Exercise task
Rewrite the lines below, replacing "outline" with "contour" and leaving everything else untouched.

Material provided
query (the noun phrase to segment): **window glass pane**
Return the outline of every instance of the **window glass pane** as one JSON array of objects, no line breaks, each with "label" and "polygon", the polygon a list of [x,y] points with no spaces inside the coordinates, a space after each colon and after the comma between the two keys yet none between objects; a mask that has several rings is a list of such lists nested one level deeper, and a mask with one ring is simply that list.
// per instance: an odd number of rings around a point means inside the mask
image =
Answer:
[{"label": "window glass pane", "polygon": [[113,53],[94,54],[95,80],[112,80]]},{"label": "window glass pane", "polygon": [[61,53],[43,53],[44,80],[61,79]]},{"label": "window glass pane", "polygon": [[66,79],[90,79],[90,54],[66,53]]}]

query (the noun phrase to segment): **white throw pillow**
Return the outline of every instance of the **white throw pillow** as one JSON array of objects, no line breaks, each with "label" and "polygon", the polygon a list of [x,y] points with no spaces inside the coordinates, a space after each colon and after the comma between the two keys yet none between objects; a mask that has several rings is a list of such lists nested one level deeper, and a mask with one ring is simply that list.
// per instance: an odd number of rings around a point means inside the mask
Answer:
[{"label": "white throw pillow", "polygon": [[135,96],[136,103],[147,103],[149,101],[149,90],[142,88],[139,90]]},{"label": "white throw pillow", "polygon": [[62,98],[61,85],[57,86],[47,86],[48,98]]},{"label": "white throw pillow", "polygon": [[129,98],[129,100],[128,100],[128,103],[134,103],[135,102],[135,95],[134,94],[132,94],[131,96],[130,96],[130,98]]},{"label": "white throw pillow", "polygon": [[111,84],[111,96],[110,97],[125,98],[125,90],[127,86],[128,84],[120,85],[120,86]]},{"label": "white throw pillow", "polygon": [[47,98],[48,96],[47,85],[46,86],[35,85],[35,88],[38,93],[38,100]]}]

Reply to the exercise
query (the noun phrase to segment): **window glass pane**
Return the contour of every instance of the **window glass pane** as one JSON array of objects, no line breaks, each with "label" and "polygon", the polygon a list of [x,y] points with no spaces inside the coordinates, a space after each colon and after the comma between the two keys yet none between objects; a mask that has several rings is a list of such lists nested one level deeper, and a mask with one ring is simply that list.
// per instance: an odd number of rings around a point means inside the mask
image =
Answer:
[{"label": "window glass pane", "polygon": [[113,53],[94,54],[95,80],[112,80]]},{"label": "window glass pane", "polygon": [[61,53],[43,53],[44,80],[61,79]]},{"label": "window glass pane", "polygon": [[66,79],[90,79],[90,54],[66,53]]}]

query (the noun phrase to segment): **white throw pillow**
Return the contour of every instance of the **white throw pillow** as one JSON array of objects, no line breaks, each with "label" and "polygon", the polygon a list of [x,y] points with no spaces inside the coordinates, a space after each colon and after the comma between the two keys yet none between objects; a mask that has several rings is a list of such lists nested one level deeper, and a mask with one ring is simply that list.
// per instance: an odd number of rings around a point means inside the mask
Answer:
[{"label": "white throw pillow", "polygon": [[135,96],[136,103],[147,103],[149,101],[149,90],[142,88],[139,90]]},{"label": "white throw pillow", "polygon": [[62,98],[61,85],[57,86],[47,86],[48,98]]},{"label": "white throw pillow", "polygon": [[129,98],[129,100],[128,100],[128,103],[134,103],[135,102],[135,95],[134,94],[132,94],[131,96],[130,96],[130,98]]},{"label": "white throw pillow", "polygon": [[111,84],[111,96],[110,97],[125,98],[125,90],[127,86],[128,84],[120,85],[120,86]]},{"label": "white throw pillow", "polygon": [[47,98],[48,96],[47,85],[46,86],[35,85],[35,88],[38,93],[38,100]]}]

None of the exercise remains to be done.